■ Exercise objective
Print all of the entries exactly, minus the pictures.

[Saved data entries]
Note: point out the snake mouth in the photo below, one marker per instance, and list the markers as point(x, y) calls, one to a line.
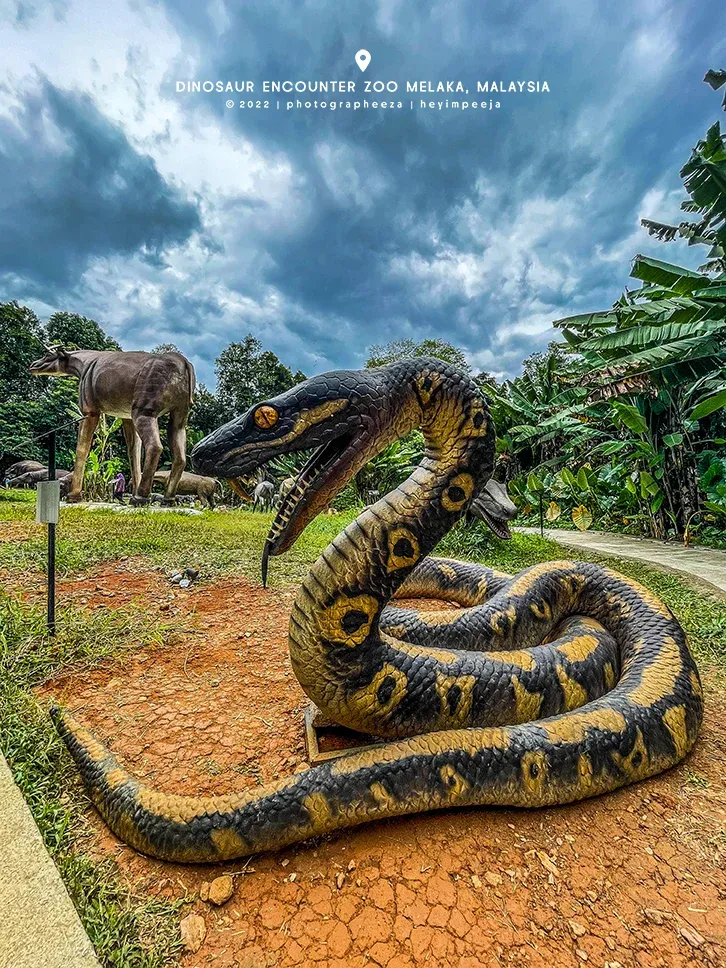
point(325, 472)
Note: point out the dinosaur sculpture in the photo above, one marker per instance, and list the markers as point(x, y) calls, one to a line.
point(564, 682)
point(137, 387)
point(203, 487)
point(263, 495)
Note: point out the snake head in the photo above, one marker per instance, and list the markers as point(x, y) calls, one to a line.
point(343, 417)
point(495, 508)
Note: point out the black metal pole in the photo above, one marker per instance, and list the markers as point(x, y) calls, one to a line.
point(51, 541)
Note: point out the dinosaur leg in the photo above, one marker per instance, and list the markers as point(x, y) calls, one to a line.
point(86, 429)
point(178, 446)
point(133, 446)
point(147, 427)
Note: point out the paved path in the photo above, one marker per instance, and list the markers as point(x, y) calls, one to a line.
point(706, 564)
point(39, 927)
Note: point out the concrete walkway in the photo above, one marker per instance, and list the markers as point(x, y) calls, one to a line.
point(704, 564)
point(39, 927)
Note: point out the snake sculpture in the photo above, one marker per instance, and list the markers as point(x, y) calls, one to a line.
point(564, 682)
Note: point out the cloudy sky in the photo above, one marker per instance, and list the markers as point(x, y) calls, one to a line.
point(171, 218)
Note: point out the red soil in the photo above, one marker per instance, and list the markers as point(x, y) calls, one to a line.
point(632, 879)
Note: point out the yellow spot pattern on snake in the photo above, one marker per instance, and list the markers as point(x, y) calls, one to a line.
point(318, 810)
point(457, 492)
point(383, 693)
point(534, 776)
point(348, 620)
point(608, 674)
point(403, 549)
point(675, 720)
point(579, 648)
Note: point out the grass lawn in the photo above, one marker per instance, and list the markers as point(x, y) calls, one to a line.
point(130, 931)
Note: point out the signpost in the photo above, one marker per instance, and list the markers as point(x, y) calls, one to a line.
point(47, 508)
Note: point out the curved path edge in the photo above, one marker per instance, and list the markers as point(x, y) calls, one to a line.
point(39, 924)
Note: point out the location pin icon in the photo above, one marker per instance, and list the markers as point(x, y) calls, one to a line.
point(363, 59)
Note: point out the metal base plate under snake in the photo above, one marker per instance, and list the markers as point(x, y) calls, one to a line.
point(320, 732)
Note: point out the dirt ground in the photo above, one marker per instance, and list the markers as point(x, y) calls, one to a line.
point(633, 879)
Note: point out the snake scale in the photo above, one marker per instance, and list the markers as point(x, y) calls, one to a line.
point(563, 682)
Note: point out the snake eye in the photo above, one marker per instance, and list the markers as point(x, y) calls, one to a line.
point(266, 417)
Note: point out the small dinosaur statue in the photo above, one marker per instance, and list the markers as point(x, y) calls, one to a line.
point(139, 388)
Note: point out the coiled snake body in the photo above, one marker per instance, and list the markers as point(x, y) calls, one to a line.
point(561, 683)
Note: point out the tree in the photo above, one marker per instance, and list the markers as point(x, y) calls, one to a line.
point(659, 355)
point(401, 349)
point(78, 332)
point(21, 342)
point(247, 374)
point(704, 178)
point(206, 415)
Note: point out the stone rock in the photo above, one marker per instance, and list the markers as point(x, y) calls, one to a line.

■ Written answer
Note: point out the snake mouth in the photo below, one marker per instance, and list the markers as point(x, y) calls, one to a line.
point(325, 472)
Note: point out the dinosaur sculpture in the photo above, one marker per instance, and list the markers as point(x, y) calls, one to a line.
point(564, 682)
point(137, 387)
point(203, 487)
point(263, 495)
Note: point out the snake head in the photo above, one marker per instance, and list the markers as point(x, y) calls, one to a line.
point(343, 417)
point(495, 508)
Note: point out the black metal pole in the photo above, one marker per instance, and list the markers as point(x, y) calls, one to a line.
point(51, 541)
Note: point out the dinosaur leg in the photo above, one marker per instance, and list the markers as point(x, y) calls, one to a line.
point(86, 429)
point(178, 446)
point(133, 446)
point(147, 427)
Note: point out the paved path in the photo above, one marker per instance, and list the markers as point(x, y) calls, one to a line.
point(706, 564)
point(39, 927)
Note: point out the concrete walkway in the photo above, one marker per instance, and list the markers as point(x, y) calls, one to a line.
point(704, 564)
point(39, 927)
Note: point out the snake sculpture in the photo above, one marker per instance, and list the markers as point(x, y) calls, one to a line.
point(564, 682)
Note: point out the cloudy sky in the photo above, one marker per instance, and list the markers as point(x, y) calls, one to a line.
point(171, 218)
Note: point out the red soil in the photo above, one marker per instance, and list the markers as point(x, y) calls, one to a line.
point(632, 879)
Note: point out the yellow spot pattern on snake in the photo above, one marker per instance, and list the markers as point(x, y) calls, one to a line.
point(318, 810)
point(457, 492)
point(383, 693)
point(534, 776)
point(348, 620)
point(608, 674)
point(403, 549)
point(675, 720)
point(579, 648)
Note: point out the grass lawn in the photo above, one marker per instance, and list the markers as point(x, y) calls, one to a line.
point(130, 931)
Note: point out the signpost in the photo above, one marker per instance, and list the markers as point(x, y) calls, one to a line.
point(47, 508)
Note: point out the curved path edge in the photo above, one marker per instance, and list the markers as point(x, y) calls, one to a line.
point(39, 924)
Note: point out the location pin icon in the photo above, one marker per instance, and list the markers as point(x, y) calls, one to a line.
point(363, 59)
Note: point out the metal base plate under snake in the photo above, one marker per instance, and list the markers as point(x, y) calls, one to a line.
point(320, 732)
Note: point out the dirt ground in the photo above, one marker per instance, and list the markers as point(x, y) calls, one to a line.
point(633, 879)
Note: point out the snake scale in the photo above, one marker per instance, and list the markers as point(x, y) calls, one to a line.
point(563, 682)
Note: point out the snake eye in the photo above, one marker per instance, and list the markers as point(x, y) calls, one to a line.
point(266, 417)
Note: point out the small dinosaur statue in the photo above, one marker per instance, and list the markers as point(x, y) calls, one to a line.
point(139, 388)
Note: point out the coiled snake body in the photo above, one marker per instance, and list the markers as point(x, y) calls, one to a line.
point(561, 683)
Note: point out the tree in the photo above, one marker per instance, and list the markers as point(x, y) calls, one to a line.
point(659, 355)
point(401, 349)
point(78, 332)
point(21, 342)
point(247, 374)
point(704, 178)
point(206, 415)
Note: point out the stone rock in the photo above, one marker per instance, and list the markers as point(x, y) calls, one to a line.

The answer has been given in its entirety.